▶ [Data to use]
-- -- --
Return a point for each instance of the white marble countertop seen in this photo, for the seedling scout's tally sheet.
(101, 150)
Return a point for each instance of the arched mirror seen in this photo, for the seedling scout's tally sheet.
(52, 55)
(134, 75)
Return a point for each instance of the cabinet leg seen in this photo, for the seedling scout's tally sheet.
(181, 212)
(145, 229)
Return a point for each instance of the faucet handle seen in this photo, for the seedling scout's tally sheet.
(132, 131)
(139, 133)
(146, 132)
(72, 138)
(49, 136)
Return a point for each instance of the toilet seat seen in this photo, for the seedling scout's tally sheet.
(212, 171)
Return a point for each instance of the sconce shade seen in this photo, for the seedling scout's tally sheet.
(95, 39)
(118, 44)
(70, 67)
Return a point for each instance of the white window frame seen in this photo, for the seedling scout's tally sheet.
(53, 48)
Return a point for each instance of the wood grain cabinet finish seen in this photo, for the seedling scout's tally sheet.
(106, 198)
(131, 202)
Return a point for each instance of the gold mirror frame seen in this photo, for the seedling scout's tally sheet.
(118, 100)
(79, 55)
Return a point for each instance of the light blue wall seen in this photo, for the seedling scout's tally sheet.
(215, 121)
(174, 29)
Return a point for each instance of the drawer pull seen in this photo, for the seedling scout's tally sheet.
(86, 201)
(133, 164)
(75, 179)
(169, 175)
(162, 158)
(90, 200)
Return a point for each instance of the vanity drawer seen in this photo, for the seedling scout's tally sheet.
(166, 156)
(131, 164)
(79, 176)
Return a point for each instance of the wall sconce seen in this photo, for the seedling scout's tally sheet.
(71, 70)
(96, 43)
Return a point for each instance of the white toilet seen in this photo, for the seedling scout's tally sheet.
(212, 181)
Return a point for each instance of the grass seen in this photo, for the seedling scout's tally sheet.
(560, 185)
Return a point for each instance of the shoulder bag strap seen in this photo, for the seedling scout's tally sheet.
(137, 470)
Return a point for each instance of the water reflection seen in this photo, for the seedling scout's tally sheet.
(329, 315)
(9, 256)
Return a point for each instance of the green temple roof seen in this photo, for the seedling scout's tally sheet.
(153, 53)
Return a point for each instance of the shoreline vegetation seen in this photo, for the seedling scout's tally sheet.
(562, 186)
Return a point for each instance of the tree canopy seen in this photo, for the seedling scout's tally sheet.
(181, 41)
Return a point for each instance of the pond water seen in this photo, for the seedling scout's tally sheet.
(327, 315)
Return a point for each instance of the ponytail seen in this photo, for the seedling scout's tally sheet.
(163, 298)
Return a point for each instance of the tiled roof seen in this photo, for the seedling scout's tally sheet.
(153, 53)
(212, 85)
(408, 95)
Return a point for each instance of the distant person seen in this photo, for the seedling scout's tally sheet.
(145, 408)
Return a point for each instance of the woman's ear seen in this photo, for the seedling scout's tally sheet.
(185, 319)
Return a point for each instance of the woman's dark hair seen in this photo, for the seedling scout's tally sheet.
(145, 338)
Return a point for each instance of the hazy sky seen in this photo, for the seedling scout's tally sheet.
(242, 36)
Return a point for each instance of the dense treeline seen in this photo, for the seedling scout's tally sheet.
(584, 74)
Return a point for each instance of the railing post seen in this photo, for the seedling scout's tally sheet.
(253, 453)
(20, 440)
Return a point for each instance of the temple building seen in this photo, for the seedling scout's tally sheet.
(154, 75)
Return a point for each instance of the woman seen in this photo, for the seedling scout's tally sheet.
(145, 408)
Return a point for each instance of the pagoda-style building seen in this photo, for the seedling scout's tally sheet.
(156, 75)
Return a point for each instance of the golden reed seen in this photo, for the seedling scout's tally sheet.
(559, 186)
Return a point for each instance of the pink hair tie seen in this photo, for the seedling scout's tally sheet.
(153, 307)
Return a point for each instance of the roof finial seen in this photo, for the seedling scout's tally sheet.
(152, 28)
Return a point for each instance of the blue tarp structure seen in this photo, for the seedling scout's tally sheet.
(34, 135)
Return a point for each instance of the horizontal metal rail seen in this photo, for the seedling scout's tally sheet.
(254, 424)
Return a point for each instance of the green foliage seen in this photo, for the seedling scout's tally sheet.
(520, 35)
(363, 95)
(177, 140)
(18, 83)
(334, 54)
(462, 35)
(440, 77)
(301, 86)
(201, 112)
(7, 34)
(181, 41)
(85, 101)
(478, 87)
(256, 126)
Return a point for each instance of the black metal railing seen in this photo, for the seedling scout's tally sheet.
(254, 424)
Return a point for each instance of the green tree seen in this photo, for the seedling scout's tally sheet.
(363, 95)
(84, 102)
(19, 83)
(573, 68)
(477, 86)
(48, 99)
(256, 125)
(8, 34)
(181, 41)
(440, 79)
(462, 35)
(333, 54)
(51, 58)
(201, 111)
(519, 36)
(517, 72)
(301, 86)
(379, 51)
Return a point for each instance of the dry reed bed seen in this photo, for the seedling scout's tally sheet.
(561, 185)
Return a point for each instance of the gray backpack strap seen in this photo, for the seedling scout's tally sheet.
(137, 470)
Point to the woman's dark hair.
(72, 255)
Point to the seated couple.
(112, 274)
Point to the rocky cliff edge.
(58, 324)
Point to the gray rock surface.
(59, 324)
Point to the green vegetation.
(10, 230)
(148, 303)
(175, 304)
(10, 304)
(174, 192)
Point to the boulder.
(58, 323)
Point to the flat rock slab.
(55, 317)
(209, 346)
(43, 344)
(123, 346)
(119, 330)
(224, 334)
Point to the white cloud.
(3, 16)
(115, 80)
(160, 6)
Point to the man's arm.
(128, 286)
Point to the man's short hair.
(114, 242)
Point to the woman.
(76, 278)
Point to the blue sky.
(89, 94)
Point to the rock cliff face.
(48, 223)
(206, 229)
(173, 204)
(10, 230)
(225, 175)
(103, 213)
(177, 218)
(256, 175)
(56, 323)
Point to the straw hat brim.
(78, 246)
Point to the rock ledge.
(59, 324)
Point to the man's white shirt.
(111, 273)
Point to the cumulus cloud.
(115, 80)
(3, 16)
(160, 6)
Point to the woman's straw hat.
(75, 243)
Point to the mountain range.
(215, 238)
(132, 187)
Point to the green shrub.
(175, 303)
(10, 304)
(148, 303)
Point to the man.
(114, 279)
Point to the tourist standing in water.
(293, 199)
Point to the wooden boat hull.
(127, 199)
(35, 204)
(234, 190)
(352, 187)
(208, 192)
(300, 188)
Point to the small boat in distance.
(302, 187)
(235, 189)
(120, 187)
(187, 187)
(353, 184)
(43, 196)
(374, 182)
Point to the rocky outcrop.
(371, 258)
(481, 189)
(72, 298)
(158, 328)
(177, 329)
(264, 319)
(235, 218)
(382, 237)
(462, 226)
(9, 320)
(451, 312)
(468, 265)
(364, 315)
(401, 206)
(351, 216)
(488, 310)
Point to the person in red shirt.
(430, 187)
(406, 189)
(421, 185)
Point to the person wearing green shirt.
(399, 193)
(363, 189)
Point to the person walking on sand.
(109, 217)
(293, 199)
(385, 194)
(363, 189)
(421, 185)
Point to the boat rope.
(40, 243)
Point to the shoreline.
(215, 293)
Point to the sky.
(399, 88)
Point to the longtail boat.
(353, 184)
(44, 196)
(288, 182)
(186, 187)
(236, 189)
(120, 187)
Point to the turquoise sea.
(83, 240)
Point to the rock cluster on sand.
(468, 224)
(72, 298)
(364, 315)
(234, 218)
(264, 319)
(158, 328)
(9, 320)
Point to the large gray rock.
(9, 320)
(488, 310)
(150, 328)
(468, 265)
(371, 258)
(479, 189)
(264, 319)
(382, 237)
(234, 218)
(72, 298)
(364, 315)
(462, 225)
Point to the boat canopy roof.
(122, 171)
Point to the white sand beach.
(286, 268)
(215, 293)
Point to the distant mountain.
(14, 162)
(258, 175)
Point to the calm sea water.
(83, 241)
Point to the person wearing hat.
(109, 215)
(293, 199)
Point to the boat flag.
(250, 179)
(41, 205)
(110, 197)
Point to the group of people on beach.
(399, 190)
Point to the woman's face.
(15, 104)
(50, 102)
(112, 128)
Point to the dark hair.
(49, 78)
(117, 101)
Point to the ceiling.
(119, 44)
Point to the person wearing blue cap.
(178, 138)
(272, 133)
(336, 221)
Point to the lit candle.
-- -- --
▶ [Work request]
Repeat exactly the lines above from the line that contains "Point to the white sand beach." through the end. Include both of these ends; leave out everything else.

▶ [Solution to the exercise]
Point to the white sand beach.
(286, 268)
(215, 293)
Point to the distant mountain.
(14, 162)
(258, 175)
Point to the calm sea water.
(83, 241)
Point to the person wearing hat.
(109, 215)
(293, 199)
Point to the boat flag.
(250, 179)
(41, 205)
(110, 197)
Point to the group of people on beach.
(399, 190)
Point to the woman's face.
(15, 104)
(50, 102)
(112, 128)
Point to the dark hair.
(49, 78)
(117, 101)
Point to the ceiling.
(119, 44)
Point to the person wearing blue cap.
(178, 138)
(272, 133)
(336, 221)
Point to the lit candle.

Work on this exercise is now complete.